[Entries drawn from a collection]
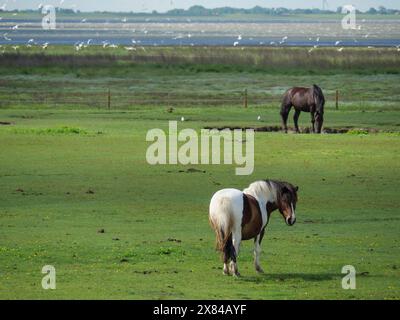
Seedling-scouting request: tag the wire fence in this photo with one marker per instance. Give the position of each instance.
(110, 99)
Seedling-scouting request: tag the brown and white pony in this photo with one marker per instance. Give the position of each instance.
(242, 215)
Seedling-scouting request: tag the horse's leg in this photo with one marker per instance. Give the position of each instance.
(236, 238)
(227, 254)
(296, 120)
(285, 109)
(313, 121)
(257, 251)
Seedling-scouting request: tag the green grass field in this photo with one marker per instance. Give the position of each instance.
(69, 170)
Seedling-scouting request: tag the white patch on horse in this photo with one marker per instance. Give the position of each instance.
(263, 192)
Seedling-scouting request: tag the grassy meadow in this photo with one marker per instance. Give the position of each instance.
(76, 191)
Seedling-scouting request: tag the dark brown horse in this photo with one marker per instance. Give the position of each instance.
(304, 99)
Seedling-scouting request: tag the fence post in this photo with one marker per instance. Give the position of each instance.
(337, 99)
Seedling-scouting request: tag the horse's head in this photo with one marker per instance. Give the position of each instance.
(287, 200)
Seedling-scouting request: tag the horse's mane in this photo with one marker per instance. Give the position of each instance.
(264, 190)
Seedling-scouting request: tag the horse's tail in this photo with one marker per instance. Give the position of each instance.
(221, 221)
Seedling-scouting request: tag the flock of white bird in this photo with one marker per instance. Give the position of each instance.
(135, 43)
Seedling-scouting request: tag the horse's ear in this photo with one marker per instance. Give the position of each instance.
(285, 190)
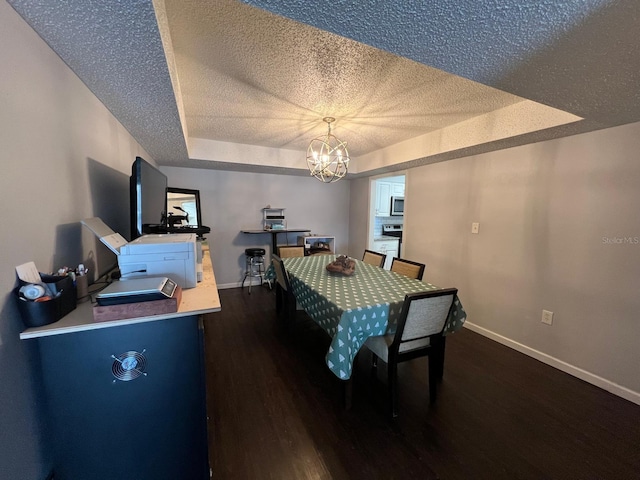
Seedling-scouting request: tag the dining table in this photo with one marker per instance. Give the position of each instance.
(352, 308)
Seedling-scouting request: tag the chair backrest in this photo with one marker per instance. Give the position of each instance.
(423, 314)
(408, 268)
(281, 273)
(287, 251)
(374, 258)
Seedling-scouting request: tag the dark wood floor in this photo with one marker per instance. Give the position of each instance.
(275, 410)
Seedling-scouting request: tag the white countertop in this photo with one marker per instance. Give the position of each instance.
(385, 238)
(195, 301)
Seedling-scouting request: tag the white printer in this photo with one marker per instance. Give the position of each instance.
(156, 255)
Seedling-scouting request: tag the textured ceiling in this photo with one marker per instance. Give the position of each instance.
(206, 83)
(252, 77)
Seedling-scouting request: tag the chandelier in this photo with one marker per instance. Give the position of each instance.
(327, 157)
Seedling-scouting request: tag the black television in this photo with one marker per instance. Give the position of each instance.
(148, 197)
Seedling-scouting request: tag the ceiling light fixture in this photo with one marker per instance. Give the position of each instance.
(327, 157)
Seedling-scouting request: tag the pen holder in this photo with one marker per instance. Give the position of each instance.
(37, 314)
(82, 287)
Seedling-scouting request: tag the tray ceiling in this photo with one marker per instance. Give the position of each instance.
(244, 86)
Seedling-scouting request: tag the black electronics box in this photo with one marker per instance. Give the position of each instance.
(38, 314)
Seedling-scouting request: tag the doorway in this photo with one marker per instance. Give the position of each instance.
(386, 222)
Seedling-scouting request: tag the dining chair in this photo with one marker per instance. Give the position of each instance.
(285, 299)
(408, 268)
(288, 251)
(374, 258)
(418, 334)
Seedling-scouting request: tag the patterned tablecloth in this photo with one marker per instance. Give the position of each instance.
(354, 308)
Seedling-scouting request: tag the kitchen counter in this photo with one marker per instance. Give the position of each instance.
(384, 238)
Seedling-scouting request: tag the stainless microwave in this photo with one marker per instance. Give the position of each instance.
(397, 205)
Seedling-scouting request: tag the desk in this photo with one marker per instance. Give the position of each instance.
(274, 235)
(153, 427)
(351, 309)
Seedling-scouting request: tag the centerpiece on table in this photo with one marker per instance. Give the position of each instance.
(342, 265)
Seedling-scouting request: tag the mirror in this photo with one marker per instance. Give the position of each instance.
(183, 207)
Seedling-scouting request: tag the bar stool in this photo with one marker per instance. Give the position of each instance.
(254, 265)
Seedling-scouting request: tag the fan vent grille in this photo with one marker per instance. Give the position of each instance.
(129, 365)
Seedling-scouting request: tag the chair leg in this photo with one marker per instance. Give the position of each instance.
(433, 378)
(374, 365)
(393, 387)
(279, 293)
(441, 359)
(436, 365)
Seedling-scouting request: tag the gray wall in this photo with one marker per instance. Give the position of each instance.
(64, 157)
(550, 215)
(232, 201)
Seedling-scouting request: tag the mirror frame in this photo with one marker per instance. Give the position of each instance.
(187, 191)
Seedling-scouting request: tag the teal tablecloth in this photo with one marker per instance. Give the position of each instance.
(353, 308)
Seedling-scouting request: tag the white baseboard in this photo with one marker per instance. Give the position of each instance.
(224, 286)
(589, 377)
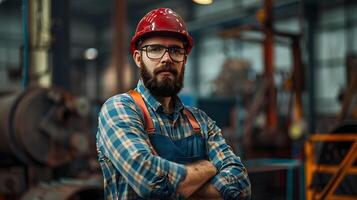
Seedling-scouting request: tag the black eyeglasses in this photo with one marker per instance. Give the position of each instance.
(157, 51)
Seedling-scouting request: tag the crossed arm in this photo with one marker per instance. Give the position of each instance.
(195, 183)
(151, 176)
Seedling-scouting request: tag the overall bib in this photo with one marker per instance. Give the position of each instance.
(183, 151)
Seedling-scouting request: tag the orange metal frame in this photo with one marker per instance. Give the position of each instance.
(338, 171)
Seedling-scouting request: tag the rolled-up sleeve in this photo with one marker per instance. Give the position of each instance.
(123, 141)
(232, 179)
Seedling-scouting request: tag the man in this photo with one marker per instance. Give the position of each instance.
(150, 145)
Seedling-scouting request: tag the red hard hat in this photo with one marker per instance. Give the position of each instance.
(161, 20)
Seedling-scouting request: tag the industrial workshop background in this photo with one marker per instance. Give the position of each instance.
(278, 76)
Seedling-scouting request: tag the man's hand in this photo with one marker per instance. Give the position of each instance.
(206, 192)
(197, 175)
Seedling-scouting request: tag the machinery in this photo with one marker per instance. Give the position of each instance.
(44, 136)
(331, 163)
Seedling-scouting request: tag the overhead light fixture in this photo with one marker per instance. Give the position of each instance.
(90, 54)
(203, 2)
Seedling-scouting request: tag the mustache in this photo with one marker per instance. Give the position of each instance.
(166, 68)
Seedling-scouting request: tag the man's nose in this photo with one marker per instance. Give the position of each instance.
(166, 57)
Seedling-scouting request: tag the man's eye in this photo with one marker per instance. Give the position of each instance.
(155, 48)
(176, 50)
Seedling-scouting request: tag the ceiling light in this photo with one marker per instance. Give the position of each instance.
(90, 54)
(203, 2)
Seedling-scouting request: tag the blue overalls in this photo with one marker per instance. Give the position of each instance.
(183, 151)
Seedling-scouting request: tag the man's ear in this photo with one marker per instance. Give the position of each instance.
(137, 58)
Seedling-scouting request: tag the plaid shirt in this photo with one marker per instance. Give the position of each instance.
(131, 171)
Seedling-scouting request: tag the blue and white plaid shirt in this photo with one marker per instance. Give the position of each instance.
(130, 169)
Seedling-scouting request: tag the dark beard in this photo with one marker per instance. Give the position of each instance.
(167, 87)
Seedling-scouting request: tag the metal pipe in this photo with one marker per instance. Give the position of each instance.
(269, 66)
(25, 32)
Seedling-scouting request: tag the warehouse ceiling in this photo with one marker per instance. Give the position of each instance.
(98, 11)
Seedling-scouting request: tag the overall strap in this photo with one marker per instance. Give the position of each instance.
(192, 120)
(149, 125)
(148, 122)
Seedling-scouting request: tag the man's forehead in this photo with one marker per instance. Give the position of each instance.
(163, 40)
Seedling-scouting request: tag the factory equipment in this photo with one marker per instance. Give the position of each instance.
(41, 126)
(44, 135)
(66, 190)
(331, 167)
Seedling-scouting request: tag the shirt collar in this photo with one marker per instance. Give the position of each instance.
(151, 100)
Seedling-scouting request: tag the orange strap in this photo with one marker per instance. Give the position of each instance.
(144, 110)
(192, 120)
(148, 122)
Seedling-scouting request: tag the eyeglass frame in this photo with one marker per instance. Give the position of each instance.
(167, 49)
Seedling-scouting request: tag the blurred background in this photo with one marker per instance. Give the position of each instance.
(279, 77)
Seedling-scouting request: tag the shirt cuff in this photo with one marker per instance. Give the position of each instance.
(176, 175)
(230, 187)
--
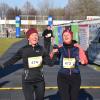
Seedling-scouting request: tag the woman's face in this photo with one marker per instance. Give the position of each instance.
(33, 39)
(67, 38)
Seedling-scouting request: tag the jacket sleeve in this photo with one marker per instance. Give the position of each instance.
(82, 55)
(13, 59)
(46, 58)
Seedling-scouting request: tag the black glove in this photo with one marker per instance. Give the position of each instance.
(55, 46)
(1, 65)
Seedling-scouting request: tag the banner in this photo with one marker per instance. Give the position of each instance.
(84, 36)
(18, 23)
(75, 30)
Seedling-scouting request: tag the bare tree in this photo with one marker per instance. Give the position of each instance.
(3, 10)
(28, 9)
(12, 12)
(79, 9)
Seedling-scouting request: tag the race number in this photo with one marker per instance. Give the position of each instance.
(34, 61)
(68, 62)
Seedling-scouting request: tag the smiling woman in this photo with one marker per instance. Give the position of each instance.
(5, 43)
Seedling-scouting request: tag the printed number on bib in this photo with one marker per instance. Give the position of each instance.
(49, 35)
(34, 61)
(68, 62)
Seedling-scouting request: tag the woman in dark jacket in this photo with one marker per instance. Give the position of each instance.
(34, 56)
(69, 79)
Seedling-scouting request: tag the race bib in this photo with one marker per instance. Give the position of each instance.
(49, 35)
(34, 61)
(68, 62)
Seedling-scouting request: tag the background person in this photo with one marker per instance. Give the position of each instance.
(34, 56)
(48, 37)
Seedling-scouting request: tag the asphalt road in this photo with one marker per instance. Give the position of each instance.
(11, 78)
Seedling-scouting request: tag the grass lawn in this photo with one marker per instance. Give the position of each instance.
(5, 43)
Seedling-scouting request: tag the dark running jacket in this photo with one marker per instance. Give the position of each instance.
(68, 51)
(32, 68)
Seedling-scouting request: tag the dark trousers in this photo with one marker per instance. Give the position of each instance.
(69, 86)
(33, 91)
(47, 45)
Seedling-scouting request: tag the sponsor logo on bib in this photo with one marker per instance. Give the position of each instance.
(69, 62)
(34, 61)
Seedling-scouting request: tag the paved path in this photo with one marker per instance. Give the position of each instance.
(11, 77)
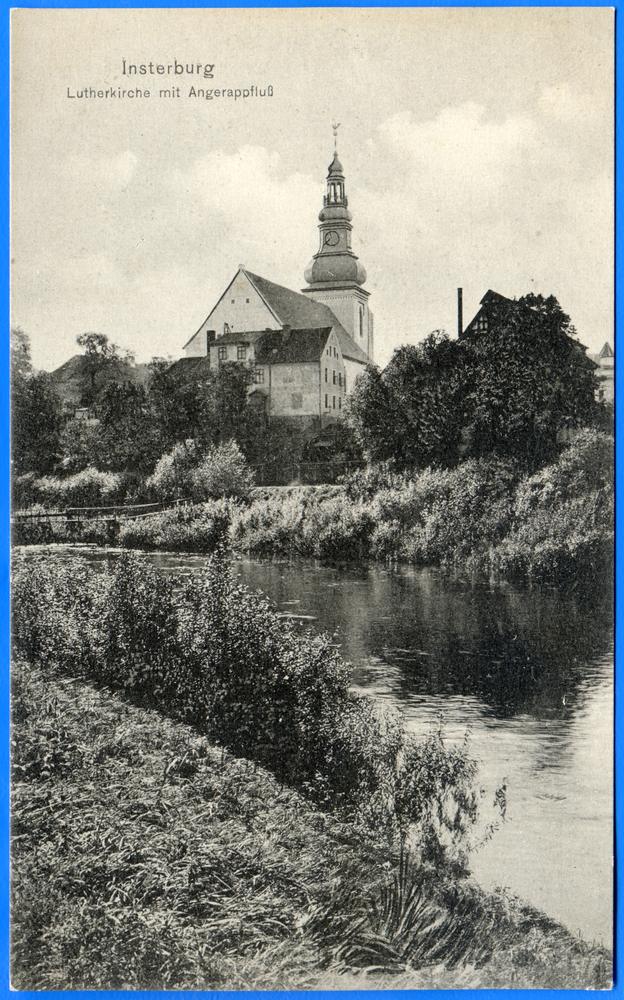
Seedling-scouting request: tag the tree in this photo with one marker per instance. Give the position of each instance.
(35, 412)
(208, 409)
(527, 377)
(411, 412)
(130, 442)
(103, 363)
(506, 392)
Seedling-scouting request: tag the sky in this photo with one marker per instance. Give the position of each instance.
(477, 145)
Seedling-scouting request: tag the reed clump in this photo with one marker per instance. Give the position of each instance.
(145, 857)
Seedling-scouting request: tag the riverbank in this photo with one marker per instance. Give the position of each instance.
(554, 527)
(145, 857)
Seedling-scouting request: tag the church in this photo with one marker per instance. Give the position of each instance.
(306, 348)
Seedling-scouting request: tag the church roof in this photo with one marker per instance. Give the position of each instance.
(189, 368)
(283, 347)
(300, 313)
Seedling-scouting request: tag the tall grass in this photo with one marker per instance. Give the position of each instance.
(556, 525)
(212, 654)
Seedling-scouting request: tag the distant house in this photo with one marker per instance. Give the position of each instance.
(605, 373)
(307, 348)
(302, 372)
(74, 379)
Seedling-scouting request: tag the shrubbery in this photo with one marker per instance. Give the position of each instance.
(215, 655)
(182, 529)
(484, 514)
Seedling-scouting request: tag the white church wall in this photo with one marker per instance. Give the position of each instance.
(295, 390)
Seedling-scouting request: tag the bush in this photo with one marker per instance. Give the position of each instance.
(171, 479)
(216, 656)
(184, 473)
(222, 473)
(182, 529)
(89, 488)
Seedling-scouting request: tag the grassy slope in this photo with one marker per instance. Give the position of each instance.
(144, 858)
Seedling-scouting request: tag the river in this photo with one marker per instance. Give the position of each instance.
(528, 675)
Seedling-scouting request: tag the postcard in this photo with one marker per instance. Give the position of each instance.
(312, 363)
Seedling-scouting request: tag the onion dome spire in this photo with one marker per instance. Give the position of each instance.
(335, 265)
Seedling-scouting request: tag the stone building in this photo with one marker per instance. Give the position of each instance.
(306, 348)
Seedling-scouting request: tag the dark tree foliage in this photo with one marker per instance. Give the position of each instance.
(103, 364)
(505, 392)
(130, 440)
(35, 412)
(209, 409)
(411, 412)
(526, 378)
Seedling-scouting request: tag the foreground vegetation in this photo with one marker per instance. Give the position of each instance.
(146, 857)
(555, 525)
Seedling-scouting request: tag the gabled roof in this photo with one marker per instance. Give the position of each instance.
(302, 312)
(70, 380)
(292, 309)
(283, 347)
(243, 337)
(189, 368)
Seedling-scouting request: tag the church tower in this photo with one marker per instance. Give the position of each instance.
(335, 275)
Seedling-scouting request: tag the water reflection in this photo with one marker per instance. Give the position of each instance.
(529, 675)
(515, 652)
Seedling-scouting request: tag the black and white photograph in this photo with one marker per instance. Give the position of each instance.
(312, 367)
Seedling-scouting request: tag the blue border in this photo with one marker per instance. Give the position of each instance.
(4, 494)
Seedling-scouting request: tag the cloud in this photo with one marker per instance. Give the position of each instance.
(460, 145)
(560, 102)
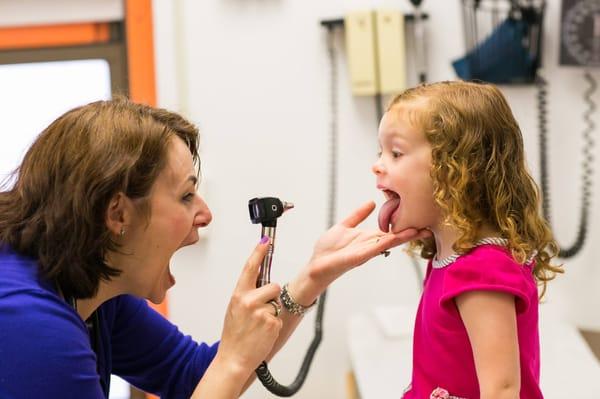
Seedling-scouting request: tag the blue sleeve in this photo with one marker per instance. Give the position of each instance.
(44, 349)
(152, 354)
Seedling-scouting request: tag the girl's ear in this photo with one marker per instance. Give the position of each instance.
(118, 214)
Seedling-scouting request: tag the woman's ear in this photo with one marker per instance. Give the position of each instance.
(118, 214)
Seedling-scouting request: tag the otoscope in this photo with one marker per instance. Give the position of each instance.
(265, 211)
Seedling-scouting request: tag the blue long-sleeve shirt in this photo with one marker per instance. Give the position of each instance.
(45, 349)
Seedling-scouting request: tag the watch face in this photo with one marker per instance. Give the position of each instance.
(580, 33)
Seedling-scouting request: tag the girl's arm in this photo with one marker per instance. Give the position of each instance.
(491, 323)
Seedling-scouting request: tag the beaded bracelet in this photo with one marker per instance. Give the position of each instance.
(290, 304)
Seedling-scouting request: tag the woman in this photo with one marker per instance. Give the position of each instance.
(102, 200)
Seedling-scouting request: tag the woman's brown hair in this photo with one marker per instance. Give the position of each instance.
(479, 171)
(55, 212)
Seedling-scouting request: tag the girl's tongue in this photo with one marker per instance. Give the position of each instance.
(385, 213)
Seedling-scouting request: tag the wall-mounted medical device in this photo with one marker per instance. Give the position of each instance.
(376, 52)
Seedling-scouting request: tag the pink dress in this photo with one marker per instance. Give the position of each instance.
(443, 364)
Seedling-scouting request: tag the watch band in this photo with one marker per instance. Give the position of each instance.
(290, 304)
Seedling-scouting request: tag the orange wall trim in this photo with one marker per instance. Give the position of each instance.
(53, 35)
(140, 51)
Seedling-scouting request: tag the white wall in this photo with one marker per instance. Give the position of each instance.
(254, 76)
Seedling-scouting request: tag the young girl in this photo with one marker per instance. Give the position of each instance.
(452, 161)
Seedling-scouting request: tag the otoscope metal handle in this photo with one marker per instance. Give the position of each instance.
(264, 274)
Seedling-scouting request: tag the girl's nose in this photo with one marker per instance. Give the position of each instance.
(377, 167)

Problem | Report each line of the data above that contains the word "fixture", treating uppercase and lowercase letters as distinct.

Result |
Seedling-scouting request: tag the ceiling light fixture in this photo with one marker per instance. Give the position of each instance.
Seedling-scouting request: tag the overhead light fixture in this photo with one marker per instance. Give the position of each instance.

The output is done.